A 20-year-old female developed a lichenoid reaction on the side of her tongue after an orthodontic procedure!
She presented to the clinic with a complaint of a painful lesion on her tongue. According to her, the lesion was one year old and had gradually increased in size. Moreover, she reported undergoing a dental procedure two years ago and using a Hawely retainer.
The patient did not have any significant medical history. Nor did extraoral examination reveal anything significant. However, on intraoral examination, doctors found a reddish lesion on the left lateral side of the tongue. They also noticed a white lesion on the right side of the tongue. The white lesion resembled leukoplakia as seen in oral thrush. Hence, doctors included lichenoid reaction in their differentials along with erythroplakia and geographical tongue.
Histopathology Reveals Lichenoid Reaction
Doctors did a biopsy of the affected area and sent it for histopathology. Results showed keratinized stratified squamous epithelium with interspersed areas of atrophy. Results also revealed lymphocytic infiltrate in the lamina propria evident of an inflammatory reaction. Based on these findings, doctors made a diagnosis of oral lichenoid reaction (OLR). To confirm their diagnosis, they proceeded with a patch test. They used the same material as that of the retainer and applied it to the patient’s forearm. Within 72 hours, the patient developed erythema and pigmentation indicative of a positive patch test.
Oral Lichenoid Reaction: What Do We Know?
Oral lichenoid reaction (OLR) refers to a type 4 hypersensitivity reaction in the oral mucosa to an inciting agent. It competes with oral lichen planus which presents with similar symptoms as OLR. Doctors differentiate between the two based on the history and the establishment of an inciting agent.
There can be various triggers for lichenoid reactions. It can set in as an immune response to materials used during orthodontic restoration procedures such as metal wires and drugs. It can also develop as an allergic reaction to different agents in toothpaste and food additives. Medicines used for the treatment of systemic disease such as SLE can also cause OLR. In any case, the presence of a trigger is mandatory (as in this case of the Hawley retainer).
Clinical and Histological Features
Clinically, OLR can manifest both in the form of extraoral and intraoral lesions. In both conditions, it can cause the development of bullae, erosions or erythematous lesions. Interestingly, almost all of its clinical features overlap with those of lichen planus and it becomes very difficult to distinguish between the two. Only histopathological analysis helps yield a definitive diagnosis.
On histology, the most striking feature of lichenoid reaction is the presence of lymphocytic infiltrates in the lamina propria that often extends into the epithelium as well. Moreover, the presence of cellular dysplasia also differentiates OLR from lichen planus.
Treatment of Oral Lichenoid Reaction
In our patient, the trigger for oral lichenoid reaction was the Hawely retainer. Hence, doctors advised the patient to remove the retainer. They instructed her to replace it with a vacuum retainer instead. With the offending agent not in place anymore, the lesion started to regress. In just 3 weeks, the lesion resolved dramatically. A follow-up after six months showed the absence of lesion altogether.
The Bottom Line
Oral lichenoid reaction subsumes dysplasia and thus carries a potential for malignancy. It should be quickly diagnosed based on history and histopathological findings. Moreover, the associated offending agent should be immediately removed. There have been many cases of OLR associated with certain resins and medication but OLR caused by a Hawely retainer is something very unusual.
Hawley retainers are popularly used for orthodontic retention. If caution is not practised and the patient is not assessed for any adverse effects, he can develop a lichenoid reaction over time. Thus when using such a retainer, one should test for allergic tendencies using a patch test. However, the patch should be of the same material as the retainer to yield a reliable result.

---*---

- Tasks for this exercise
a: Translate this sentence from the case report into Spanish: "Within 72 hours, the patient developed erythema and pigmentation indicative of a positive patch test."
b: Reproduce word for word the part of the case report that opens with the words "The Bottom Line" and closes with "something very unusual.".
c: In the case report, what did the doctors tell the patient to use in place of her Hawley retainer?
The lines that follow have no connection to the case report.

---*---

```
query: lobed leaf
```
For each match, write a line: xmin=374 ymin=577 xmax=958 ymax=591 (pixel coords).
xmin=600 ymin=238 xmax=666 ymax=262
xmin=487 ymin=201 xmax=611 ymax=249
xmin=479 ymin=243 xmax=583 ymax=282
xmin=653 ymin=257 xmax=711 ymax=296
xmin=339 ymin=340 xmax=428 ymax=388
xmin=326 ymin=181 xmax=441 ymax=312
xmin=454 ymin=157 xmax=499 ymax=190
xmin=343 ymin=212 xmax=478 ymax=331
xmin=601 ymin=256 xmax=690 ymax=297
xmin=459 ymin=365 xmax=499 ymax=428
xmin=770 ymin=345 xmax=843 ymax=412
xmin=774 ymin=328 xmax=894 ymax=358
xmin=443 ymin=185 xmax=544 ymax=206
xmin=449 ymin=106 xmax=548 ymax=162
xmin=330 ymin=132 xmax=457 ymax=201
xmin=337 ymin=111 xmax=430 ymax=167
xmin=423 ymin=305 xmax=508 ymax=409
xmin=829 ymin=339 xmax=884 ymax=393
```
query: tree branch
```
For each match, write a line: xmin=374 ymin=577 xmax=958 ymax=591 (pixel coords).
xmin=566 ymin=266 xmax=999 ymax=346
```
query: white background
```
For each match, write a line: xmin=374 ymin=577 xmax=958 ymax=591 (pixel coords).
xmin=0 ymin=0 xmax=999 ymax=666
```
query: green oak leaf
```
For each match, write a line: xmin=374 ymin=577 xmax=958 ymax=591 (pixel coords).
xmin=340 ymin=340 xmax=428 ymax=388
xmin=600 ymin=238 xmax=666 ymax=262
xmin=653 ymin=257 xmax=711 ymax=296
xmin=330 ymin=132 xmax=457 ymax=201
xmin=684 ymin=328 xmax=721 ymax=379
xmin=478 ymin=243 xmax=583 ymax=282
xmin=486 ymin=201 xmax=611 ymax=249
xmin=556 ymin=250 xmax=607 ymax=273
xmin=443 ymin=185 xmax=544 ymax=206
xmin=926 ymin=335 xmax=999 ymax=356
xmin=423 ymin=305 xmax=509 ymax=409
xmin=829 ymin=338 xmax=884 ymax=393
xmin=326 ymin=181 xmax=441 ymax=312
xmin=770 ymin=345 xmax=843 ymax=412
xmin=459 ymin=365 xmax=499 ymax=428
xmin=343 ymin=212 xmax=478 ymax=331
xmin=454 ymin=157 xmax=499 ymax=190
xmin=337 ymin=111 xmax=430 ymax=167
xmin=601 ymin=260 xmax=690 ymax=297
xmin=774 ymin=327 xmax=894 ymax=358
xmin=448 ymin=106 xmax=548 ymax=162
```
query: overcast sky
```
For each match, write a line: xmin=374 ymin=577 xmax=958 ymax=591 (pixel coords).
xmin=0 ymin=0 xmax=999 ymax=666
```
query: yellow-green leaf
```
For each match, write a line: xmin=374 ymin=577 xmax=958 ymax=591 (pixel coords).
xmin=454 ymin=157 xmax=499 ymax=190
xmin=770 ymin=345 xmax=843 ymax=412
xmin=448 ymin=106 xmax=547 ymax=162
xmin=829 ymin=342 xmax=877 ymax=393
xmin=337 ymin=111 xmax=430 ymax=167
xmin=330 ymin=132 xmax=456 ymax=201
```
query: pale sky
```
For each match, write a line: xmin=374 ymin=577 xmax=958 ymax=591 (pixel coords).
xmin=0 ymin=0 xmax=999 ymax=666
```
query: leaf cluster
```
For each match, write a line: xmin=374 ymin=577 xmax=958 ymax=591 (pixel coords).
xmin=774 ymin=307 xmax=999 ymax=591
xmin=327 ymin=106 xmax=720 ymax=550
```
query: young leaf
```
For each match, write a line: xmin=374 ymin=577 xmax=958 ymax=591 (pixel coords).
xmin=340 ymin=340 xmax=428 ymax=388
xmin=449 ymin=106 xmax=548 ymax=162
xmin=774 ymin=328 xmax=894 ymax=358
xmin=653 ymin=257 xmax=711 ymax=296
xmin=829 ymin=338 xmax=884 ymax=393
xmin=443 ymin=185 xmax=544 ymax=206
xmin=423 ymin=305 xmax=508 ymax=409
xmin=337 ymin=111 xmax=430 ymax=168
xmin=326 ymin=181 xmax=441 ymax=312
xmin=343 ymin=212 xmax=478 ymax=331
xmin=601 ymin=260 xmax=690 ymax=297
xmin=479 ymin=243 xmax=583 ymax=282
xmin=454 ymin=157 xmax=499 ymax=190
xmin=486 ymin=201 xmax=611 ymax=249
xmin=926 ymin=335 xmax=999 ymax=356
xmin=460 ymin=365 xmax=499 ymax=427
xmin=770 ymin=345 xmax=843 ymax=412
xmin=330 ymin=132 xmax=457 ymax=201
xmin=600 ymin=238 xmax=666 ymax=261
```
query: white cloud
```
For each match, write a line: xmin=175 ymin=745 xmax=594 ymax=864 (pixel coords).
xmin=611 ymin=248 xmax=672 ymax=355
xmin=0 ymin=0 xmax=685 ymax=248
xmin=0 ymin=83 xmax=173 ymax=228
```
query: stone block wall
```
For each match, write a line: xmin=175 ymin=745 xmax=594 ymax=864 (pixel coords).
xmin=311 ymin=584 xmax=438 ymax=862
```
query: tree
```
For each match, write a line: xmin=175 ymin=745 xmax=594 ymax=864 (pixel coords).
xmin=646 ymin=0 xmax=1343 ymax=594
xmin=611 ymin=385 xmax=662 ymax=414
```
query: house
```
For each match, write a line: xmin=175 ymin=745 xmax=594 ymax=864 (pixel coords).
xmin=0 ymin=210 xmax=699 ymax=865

---*---

- Solutions to the tasks
a: En un plazo de 72 horas, la paciente presentó eritema y pigmentación indicativos de una prueba del parche positiva.

b:
The Bottom Line
Oral lichenoid reaction subsumes dysplasia and thus carries a potential for malignancy. It should be quickly diagnosed based on history and histopathological findings. Moreover, the associated offending agent should be immediately removed. There have been many cases of OLR associated with certain resins and medication but OLR caused by a Hawely retainer is something very unusual.

c: They told her to replace it with a vacuum retainer.